** Opening DATA RECORDS block **

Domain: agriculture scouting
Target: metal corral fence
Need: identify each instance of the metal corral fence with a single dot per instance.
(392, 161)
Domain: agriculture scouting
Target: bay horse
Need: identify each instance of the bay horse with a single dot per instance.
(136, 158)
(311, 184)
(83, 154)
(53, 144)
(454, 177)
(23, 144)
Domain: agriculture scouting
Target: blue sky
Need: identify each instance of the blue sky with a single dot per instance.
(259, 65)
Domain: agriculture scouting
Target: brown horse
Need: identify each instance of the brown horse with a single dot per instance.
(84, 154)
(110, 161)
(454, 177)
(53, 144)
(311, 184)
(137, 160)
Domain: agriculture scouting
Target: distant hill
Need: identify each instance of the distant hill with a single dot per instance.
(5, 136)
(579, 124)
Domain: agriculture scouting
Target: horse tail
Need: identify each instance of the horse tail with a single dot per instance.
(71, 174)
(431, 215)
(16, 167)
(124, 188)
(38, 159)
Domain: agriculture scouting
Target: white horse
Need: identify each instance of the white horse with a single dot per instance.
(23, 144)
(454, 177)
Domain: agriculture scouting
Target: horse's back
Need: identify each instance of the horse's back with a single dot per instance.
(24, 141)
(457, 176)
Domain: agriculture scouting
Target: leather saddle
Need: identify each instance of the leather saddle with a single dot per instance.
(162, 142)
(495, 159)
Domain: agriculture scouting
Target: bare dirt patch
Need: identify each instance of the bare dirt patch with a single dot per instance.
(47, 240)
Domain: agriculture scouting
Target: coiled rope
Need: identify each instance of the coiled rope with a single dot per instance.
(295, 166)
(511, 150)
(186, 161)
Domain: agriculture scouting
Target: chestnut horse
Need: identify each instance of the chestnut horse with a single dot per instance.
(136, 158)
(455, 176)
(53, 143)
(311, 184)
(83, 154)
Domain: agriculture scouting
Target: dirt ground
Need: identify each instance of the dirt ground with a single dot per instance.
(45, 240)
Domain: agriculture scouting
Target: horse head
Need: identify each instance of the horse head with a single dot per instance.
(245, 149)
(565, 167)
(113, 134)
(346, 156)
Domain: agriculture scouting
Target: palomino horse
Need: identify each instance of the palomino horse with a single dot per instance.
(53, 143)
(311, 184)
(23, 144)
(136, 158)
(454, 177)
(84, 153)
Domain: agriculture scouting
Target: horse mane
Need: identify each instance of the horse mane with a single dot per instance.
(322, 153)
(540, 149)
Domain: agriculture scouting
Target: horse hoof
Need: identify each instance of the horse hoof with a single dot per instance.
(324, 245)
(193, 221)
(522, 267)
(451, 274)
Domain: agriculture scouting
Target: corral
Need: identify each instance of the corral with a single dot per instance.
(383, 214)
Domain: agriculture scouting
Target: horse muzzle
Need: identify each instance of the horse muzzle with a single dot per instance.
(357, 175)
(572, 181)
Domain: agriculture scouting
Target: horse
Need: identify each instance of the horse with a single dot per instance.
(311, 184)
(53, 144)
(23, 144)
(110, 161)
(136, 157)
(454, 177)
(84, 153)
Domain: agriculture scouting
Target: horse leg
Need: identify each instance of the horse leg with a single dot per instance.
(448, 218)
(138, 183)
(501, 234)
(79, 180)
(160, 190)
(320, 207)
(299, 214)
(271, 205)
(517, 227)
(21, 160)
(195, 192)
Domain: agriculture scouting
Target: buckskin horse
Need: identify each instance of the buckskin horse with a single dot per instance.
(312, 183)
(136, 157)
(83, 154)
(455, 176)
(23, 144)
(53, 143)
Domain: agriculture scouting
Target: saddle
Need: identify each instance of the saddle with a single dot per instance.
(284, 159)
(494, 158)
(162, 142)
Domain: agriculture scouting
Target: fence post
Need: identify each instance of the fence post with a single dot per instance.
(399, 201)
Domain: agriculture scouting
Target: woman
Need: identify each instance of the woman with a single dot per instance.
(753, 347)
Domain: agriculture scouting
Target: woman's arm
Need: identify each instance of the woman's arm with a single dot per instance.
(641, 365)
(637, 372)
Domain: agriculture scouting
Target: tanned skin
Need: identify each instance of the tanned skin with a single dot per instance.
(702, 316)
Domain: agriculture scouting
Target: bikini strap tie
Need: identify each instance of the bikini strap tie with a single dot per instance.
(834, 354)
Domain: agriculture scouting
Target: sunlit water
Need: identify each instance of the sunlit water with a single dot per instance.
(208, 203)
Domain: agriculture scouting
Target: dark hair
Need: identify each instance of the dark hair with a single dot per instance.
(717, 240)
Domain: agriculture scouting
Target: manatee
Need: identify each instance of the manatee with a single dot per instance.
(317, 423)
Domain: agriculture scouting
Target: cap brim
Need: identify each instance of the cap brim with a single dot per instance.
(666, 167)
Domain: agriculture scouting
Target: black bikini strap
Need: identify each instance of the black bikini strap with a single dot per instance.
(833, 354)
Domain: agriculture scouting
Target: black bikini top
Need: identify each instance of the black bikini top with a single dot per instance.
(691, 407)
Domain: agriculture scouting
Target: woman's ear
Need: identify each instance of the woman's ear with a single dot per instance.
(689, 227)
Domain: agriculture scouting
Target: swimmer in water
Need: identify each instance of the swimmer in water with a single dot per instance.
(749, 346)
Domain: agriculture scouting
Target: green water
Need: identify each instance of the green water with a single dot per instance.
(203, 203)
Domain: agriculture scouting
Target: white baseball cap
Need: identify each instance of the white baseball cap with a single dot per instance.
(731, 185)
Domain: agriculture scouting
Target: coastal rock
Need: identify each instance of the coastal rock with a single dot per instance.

** Closing DATA RECORDS block **

WHAT TO WORK ON: Give back the records above exactly, limited to the lines between the one holding "Need: identify each instance of the dirt" and the one holding "Target: horse hoof", inclusive.

SOLUTION BELOW:
Need: identify each instance of the dirt ground with a single dot per instance.
(45, 240)
Domain: agriculture scouting
Target: horse head
Need: identify each instance of the horse head with a single dot per instance.
(245, 149)
(565, 167)
(113, 134)
(346, 156)
Domain: agriculture scouting
Target: palomino horse
Need: identify each instance of the palomino horse with a single dot per instance.
(53, 143)
(311, 184)
(23, 144)
(136, 158)
(454, 177)
(84, 153)
Domain: agriculture scouting
Target: horse mane
Need: identify each instance of the horse mane with a single dot per instance.
(322, 153)
(540, 149)
Domain: agriculture scouting
Target: horse hoof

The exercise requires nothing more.